Dataset records:
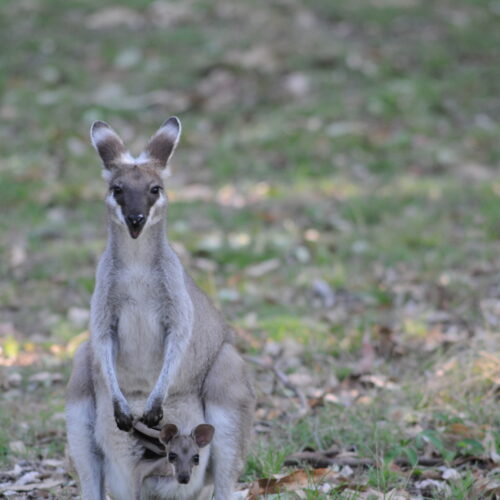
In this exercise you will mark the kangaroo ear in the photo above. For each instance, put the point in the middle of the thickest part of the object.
(168, 431)
(107, 143)
(162, 145)
(203, 434)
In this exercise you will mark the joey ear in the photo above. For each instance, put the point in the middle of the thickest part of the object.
(168, 431)
(163, 143)
(106, 142)
(203, 434)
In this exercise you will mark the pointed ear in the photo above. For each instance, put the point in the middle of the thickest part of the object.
(168, 431)
(162, 145)
(203, 434)
(107, 143)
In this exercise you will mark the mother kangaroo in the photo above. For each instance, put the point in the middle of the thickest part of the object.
(154, 334)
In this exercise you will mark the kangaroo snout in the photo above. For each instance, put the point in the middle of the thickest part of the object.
(183, 478)
(135, 223)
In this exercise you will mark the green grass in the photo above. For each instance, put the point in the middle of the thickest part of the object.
(378, 176)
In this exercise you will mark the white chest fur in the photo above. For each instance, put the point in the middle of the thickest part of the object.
(140, 336)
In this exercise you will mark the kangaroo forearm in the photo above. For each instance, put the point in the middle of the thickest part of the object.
(174, 353)
(104, 350)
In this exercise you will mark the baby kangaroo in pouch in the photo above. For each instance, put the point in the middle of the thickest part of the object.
(171, 473)
(155, 337)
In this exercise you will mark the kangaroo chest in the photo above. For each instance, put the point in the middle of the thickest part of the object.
(142, 317)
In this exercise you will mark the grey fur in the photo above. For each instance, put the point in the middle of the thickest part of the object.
(154, 335)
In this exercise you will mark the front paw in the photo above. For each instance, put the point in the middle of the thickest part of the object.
(123, 417)
(153, 416)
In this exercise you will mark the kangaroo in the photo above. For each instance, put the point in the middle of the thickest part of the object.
(183, 460)
(153, 334)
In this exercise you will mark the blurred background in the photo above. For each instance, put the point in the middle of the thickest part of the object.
(335, 192)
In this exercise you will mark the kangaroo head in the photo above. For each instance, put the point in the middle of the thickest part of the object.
(136, 197)
(182, 450)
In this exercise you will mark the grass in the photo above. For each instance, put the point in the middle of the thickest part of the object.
(354, 142)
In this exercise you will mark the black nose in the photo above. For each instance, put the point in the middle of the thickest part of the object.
(135, 220)
(184, 478)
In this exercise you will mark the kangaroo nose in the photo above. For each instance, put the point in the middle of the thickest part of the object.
(135, 220)
(184, 478)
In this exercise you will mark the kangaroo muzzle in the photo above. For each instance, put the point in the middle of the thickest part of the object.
(135, 223)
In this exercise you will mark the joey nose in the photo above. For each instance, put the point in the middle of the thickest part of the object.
(184, 478)
(135, 220)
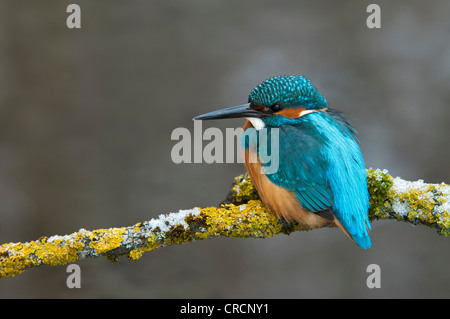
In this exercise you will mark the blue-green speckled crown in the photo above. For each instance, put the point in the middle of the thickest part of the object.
(288, 91)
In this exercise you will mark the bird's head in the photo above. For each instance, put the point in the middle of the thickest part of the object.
(276, 98)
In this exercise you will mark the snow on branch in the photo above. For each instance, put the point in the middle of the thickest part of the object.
(242, 215)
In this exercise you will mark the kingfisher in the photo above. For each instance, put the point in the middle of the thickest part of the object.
(321, 177)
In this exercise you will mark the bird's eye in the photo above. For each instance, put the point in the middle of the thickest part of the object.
(276, 108)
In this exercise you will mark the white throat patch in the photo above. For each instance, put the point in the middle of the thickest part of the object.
(256, 122)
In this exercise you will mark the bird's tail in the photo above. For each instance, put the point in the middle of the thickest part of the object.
(362, 240)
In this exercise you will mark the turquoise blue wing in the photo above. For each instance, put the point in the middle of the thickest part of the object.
(302, 167)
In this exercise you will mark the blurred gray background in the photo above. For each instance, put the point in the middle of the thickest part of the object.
(86, 117)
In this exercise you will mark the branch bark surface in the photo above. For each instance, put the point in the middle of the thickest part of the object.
(241, 215)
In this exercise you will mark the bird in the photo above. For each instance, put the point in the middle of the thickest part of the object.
(321, 178)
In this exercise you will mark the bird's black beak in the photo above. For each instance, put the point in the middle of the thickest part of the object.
(239, 111)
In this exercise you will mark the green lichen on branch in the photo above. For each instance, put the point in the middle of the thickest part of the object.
(244, 216)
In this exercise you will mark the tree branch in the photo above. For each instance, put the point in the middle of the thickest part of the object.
(241, 215)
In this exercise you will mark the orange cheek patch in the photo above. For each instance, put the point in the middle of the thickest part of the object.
(292, 113)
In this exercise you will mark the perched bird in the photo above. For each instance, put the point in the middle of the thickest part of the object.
(321, 177)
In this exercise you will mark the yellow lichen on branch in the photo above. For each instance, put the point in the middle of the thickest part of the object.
(243, 216)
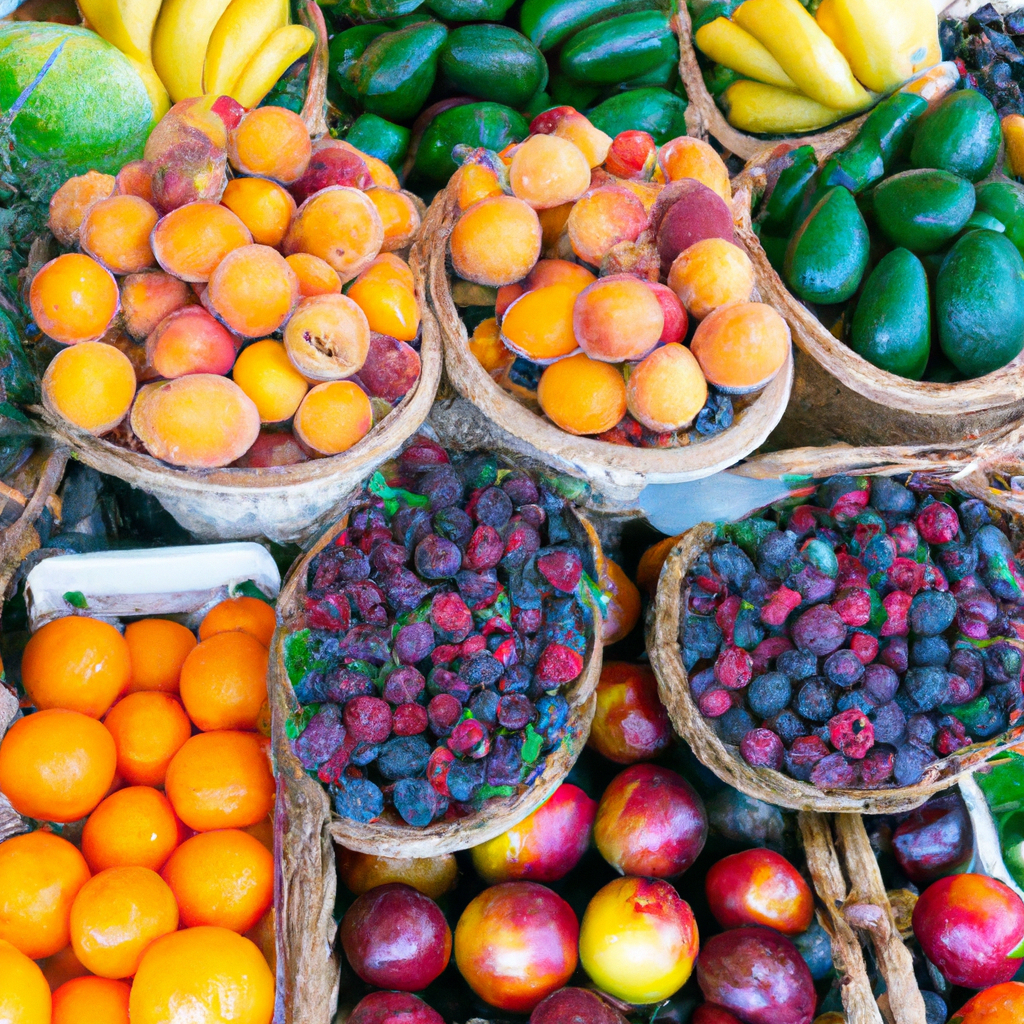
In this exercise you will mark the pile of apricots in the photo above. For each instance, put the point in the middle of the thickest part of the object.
(140, 763)
(623, 302)
(200, 301)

Task requirements: Copy the data above word for word, from the line with "In this exercise you will mark the orange" through the last line of the data, both included. Leave out the pictures.

Solution to the exercise:
In this exercise you will mark the orange cheek patch in the photo above. For each instance, put the point in the middle of the thickest part of the object.
(292, 113)
In this exercise you will mark the perched bird in the photo above. For each instance, put the point in the middle of the thickest part of the object.
(321, 177)
In this exercise you will mark the yellow lichen on branch in the photo above. For each instance, put the point in the middle of the thickest part of the object.
(243, 216)
In this exercise you will mark the pile of apricots in the photo above. For each instance, put the point in the middle of the thickest part of the object.
(140, 763)
(623, 302)
(200, 301)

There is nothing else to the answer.